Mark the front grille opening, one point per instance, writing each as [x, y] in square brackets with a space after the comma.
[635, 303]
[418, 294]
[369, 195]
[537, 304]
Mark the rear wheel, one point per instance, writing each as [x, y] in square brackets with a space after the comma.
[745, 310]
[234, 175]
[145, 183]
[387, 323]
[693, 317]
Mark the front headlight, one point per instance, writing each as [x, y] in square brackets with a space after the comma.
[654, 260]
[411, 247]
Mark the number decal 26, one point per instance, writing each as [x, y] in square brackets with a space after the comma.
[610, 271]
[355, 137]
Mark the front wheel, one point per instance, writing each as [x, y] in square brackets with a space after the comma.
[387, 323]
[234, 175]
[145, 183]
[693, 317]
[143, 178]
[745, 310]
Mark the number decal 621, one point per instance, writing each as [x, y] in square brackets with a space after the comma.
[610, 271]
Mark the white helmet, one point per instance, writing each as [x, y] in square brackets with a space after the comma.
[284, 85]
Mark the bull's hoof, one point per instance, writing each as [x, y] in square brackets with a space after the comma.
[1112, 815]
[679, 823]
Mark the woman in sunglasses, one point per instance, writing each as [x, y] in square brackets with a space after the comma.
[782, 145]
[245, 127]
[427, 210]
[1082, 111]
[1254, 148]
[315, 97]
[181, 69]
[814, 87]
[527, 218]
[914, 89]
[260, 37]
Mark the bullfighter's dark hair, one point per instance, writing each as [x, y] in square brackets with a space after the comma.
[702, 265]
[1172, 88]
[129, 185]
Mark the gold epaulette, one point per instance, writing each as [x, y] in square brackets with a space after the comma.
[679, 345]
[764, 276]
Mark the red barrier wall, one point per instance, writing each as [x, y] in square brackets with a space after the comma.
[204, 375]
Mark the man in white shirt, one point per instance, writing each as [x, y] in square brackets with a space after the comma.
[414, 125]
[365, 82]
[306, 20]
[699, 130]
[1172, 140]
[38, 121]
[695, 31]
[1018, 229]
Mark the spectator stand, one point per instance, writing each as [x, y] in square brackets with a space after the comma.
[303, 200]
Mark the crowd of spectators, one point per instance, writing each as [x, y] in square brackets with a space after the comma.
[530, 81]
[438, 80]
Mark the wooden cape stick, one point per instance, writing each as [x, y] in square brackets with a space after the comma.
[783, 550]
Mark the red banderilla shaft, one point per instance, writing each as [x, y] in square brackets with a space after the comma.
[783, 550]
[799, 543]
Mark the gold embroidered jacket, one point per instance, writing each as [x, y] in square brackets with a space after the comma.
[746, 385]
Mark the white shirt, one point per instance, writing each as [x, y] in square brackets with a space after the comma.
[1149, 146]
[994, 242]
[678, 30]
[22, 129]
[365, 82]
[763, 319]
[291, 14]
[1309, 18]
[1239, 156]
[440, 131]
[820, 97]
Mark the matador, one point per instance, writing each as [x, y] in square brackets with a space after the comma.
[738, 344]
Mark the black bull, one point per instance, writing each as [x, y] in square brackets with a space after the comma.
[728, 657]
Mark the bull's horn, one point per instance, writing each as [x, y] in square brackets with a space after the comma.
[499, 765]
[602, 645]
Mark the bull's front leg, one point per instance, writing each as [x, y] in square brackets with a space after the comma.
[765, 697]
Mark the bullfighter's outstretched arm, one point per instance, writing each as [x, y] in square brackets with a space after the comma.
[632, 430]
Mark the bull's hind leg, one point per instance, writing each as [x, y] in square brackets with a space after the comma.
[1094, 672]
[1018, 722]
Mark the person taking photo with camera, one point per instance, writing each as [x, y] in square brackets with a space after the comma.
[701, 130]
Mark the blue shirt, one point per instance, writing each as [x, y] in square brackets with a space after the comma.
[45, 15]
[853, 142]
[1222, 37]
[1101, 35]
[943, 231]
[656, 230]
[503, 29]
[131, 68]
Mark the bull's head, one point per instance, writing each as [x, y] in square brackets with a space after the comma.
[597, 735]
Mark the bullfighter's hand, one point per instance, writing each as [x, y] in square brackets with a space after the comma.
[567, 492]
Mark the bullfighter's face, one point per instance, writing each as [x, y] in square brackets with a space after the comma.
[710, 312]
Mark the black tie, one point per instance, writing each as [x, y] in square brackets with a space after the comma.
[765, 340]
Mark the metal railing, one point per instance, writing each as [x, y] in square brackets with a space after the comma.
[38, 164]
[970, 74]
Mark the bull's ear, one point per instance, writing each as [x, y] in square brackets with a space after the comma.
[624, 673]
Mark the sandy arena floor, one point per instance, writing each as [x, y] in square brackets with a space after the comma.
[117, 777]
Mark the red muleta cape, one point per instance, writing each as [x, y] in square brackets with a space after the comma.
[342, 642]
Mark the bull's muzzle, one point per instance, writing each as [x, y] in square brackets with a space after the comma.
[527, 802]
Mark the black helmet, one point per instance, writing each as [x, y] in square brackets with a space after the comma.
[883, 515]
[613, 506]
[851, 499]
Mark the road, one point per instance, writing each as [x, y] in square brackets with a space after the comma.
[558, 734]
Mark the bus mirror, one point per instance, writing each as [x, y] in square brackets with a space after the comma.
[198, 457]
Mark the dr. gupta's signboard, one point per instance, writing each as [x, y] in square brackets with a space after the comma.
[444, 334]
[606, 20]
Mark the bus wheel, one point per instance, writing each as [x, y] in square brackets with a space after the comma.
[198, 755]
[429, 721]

_ _ _

# TASK INSTRUCTIONS
Extract every line from the one containing "Mark the black helmet, one" through the last line of the data, inclusive, exactly as written.

# TASK RESULT
Mark the black helmet, one point per instance, writing each as [x, y] in square brackets with a space after the comma.
[883, 515]
[613, 506]
[851, 499]
Mark the road, one point per instance, writing each as [x, y] in square brackets with a space after the comma.
[558, 734]
Mark the bus mirror, one point per instance, writing each as [x, y] in square brackets with a space after the comma.
[198, 457]
Mark the dr. gupta's signboard, one point per instance, writing each as [x, y] in square brackets with a space after the comma.
[444, 334]
[606, 20]
Mark the bus wheel, one point per instance, writing each as [x, y] in square brackets with a space after the comma.
[198, 755]
[429, 721]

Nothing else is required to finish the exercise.